* Directions: The entries below contain a line with "TARGET: the auction sticker on windshield" and a line with "TARGET: the chrome door handle". Retype exactly everything from the first down to the second, both included, and nothing else.

━━━━━━

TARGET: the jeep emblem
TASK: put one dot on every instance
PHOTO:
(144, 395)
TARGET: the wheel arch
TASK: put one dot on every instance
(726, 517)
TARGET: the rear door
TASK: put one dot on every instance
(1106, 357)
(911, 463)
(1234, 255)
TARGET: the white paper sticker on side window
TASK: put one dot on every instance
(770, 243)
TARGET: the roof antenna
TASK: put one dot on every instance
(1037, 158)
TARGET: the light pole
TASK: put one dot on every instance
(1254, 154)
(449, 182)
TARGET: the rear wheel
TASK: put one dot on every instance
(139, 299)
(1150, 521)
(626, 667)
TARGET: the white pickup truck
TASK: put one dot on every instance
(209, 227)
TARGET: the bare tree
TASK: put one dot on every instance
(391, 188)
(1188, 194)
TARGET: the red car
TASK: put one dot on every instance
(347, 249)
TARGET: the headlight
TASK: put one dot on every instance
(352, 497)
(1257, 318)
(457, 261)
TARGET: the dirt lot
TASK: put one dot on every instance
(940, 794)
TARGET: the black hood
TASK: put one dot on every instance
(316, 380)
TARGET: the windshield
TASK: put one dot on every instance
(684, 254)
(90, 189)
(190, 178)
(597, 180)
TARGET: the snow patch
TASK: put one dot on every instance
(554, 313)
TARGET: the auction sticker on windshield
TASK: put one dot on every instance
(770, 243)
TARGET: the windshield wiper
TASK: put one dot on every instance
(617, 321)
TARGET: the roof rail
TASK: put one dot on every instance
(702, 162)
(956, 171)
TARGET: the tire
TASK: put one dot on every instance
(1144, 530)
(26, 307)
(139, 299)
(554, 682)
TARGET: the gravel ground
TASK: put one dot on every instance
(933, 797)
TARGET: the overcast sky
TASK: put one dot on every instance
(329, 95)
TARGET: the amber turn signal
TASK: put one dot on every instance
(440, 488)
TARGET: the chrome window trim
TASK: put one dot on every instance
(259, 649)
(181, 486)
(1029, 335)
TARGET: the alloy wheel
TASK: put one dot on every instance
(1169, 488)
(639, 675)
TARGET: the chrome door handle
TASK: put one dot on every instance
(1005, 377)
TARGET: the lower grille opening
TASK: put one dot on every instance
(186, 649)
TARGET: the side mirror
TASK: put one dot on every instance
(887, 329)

━━━━━━

* Result of the task:
TARGET: the auction sticker on windshield
TASK: put one dot on every instance
(770, 243)
TARGET: the windshield wiper
TASK: put one dot on every instance
(617, 321)
TARGET: the roof rail
TASK: put one dot on every instance
(702, 162)
(956, 171)
TARGET: the tire
TASK: put one dot on every instance
(1144, 530)
(26, 307)
(139, 299)
(554, 682)
TARGET: the gravel ground
TASK: put one dot on every instance
(933, 797)
TARGET: the overcast sky
TASK: put one dot on every instance
(329, 95)
TARGET: the amber turn signal
TASK: put one dot on every instance
(440, 488)
TARGET: the chrome window trim
TASK: put one dot on every instance
(259, 649)
(181, 486)
(1029, 335)
TARGET: the alloy wheel
TASK: put one dot on every instance
(1169, 488)
(639, 675)
TARGET: the chrome door handle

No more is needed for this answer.